* [TASK DESCRIPTION]: Copy the rows below, replacing every "wood knot" with "tree knot" and leaving everything else unchanged.
╭─ WORKING DATA
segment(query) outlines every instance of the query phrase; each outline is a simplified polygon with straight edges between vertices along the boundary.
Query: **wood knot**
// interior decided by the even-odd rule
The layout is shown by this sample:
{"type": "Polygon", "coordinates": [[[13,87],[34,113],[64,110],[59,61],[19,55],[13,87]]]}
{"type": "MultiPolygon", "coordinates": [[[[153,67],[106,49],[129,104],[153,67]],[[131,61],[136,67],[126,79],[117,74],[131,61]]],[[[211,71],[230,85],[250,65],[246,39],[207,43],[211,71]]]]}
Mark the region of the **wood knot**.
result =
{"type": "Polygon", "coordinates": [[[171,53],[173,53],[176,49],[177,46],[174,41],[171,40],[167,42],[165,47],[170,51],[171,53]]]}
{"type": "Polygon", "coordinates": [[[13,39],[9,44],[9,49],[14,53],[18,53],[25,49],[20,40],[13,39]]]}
╰─
* [COMPLETE ANSWER]:
segment(query) outlines every instance of the query phrase; each outline is a simplified polygon with straight edges between vertices along the boundary.
Query: **tree knot**
// interior decided by the even-odd rule
The layout is shown by this sample:
{"type": "Polygon", "coordinates": [[[13,87],[34,113],[64,110],[59,61],[19,55],[13,87]]]}
{"type": "MultiPolygon", "coordinates": [[[[153,67],[106,49],[129,104],[153,67]],[[131,61],[136,67],[126,79],[117,74],[131,61]]],[[[211,71],[230,85],[250,65],[246,39],[207,43],[211,71]]]]}
Mark the region of the **tree knot**.
result =
{"type": "Polygon", "coordinates": [[[171,53],[173,53],[176,49],[177,46],[174,41],[171,40],[167,42],[165,47],[170,51],[171,53]]]}
{"type": "Polygon", "coordinates": [[[13,39],[9,44],[9,49],[14,53],[18,53],[25,49],[20,40],[13,39]]]}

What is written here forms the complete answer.